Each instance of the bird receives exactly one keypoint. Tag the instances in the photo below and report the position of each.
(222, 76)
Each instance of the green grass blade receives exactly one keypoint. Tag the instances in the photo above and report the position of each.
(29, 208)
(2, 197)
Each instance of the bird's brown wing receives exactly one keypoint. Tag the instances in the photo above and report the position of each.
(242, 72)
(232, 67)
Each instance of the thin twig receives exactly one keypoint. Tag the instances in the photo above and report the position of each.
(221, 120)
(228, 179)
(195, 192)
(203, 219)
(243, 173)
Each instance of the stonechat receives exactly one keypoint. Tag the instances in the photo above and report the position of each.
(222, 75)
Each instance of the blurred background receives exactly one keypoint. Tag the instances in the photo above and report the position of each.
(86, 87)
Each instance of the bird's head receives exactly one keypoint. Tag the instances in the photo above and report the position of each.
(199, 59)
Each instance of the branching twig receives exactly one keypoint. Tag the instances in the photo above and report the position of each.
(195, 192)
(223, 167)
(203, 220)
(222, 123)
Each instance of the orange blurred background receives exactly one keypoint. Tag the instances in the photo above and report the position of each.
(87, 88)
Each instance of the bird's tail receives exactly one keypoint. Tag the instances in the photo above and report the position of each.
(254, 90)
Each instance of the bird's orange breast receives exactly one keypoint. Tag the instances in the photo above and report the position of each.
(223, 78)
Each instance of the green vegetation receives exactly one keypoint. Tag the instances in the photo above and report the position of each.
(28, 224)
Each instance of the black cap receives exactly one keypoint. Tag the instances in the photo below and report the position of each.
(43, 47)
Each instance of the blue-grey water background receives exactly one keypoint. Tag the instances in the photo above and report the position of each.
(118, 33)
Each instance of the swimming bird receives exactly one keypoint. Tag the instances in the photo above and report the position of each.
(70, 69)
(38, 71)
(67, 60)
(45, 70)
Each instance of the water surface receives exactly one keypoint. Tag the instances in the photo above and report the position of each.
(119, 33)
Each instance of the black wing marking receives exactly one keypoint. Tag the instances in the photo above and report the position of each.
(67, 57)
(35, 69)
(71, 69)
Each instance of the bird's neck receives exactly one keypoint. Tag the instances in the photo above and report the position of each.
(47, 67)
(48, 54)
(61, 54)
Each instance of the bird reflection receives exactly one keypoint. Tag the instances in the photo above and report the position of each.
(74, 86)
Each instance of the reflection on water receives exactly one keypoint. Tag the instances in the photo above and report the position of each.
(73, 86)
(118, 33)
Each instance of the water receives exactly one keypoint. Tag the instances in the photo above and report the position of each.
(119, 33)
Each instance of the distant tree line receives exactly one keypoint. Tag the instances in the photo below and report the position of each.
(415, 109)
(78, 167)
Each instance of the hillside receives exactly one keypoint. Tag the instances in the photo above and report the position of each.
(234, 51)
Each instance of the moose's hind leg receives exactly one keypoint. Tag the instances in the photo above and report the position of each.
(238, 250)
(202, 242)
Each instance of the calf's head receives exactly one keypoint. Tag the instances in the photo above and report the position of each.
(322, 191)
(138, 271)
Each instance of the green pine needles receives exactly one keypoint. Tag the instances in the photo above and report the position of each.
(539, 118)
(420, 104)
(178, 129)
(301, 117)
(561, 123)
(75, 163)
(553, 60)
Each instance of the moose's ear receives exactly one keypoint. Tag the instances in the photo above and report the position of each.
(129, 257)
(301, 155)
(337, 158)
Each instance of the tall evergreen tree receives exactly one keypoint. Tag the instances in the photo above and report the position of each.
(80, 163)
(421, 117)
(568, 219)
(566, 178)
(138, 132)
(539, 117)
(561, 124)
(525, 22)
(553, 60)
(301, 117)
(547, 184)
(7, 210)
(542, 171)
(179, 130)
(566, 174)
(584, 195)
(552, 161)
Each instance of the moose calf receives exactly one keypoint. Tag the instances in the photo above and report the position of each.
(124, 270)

■ YOUR TASK
Reproduce the listing verbatim.

■ OUTPUT OF THE EXERCISE
Each instance of the bird receives exactly one keypoint. Tag the instances in the photo below and report the position of each.
(222, 76)
Each instance of the green grass blade receives exactly one keypoint. Tag the instances in the photo above and report the position of each.
(29, 208)
(2, 197)
Each instance of the bird's brown wing receives exactly one keypoint. Tag the instances in the photo above and report the position of each.
(242, 72)
(232, 67)
Each instance of the thin twig receives exactly one keypoint. Tag the instances in the photo above and report the position of each.
(221, 120)
(228, 179)
(195, 192)
(203, 219)
(243, 173)
Each instance of the stonechat receives exactly one keypoint. Tag the instances in the photo above and report the position of each.
(222, 75)
Each instance of the blurred background receives exactly one keypoint. Tag the instances in the photo above and report the position of each.
(86, 87)
Each instance of the bird's head receives exactly one keypoint. Tag the instances in the photo above and report the position of each.
(199, 59)
Each instance of the branching twig receives exactly one keypoint. Tag the instances in the photo above and report the position of each.
(195, 192)
(223, 167)
(203, 220)
(222, 123)
Each instance of the orange blurred background receives exactly one keypoint. Tag the instances in the photo above and report the position of each.
(87, 88)
Each instance of the bird's tail receives exactly one keypoint. Tag the instances in the photo above and report the position of each.
(254, 90)
Each instance of the bird's orange breast receives exactly one keypoint. Tag the instances in the photo above and report the position of each.
(223, 78)
Each instance of the green vegetation receives exactly one keypoint. Tag the instances in the photo above and report the position of each.
(28, 224)
Each instance of the black cap receives exactly one keypoint. Tag the instances in the photo below and report the position of each.
(43, 47)
Each instance of the blue-grey water background receives exactly one keypoint. Tag the instances in the photo above and report the position of each.
(118, 33)
Each instance of the swimming bird receives exactly one keypoint. Tag the instances in the photo above and report the position of each.
(70, 69)
(38, 71)
(67, 60)
(45, 70)
Each instance of the water surface receives exactly one keypoint. Tag the instances in the photo above and report the position of each.
(119, 33)
Each instance of the black wing marking receives exactly one keypoint. Tag the instances in the photo above and report the position of each.
(67, 57)
(35, 69)
(71, 69)
Each instance of the bird's neck receives exactly one keypoint. Tag the instances in the photo above and report the position of each.
(47, 67)
(48, 54)
(61, 54)
Each instance of the bird reflection receives exactly one keypoint. Tag the instances in the photo above and report the position of each.
(74, 86)
Each instance of the reflection on water receives exactly one keypoint. Tag the instances in the photo above and report the position of each.
(73, 86)
(118, 33)
Each instance of the water receives exactly one keypoint. Tag the instances in the photo above and report the position of each.
(119, 33)
Each instance of the distant tree line receives exactly one keypoint. Tag the instances in the photo below and report the position of each.
(415, 109)
(78, 167)
Each instance of the hillside receives exactly one keypoint. Tag the instances in the photo above and report the position of each.
(234, 51)
Each instance of the moose's hind leg receives exactly one keypoint. Tag the instances in the photo above and report the position of each.
(238, 250)
(202, 242)
Each instance of the calf's head receives exactly one keypoint. Tag the instances in the photo above and report the position of each.
(322, 191)
(138, 271)
Each instance of the green pine needles receives exactly one keypoint. Tag the instances in the photo above and report the position of each.
(539, 118)
(420, 104)
(178, 129)
(301, 117)
(561, 123)
(75, 163)
(553, 60)
Each instance of the moose's ear receives exactly one keypoint. Tag the instances in the photo above and report the position of each.
(129, 257)
(301, 155)
(337, 158)
Each instance of the tall evergreen tree receives exactly one keypoint. Tag the instances in the photo above and report the position of each.
(80, 163)
(421, 117)
(568, 219)
(566, 178)
(138, 132)
(539, 117)
(561, 124)
(525, 22)
(553, 60)
(301, 117)
(547, 184)
(7, 210)
(542, 171)
(179, 130)
(566, 174)
(584, 195)
(552, 161)
Each instance of the moose calf receives exactly one keypoint. Tag the instances in the photo above and report the position of each.
(124, 270)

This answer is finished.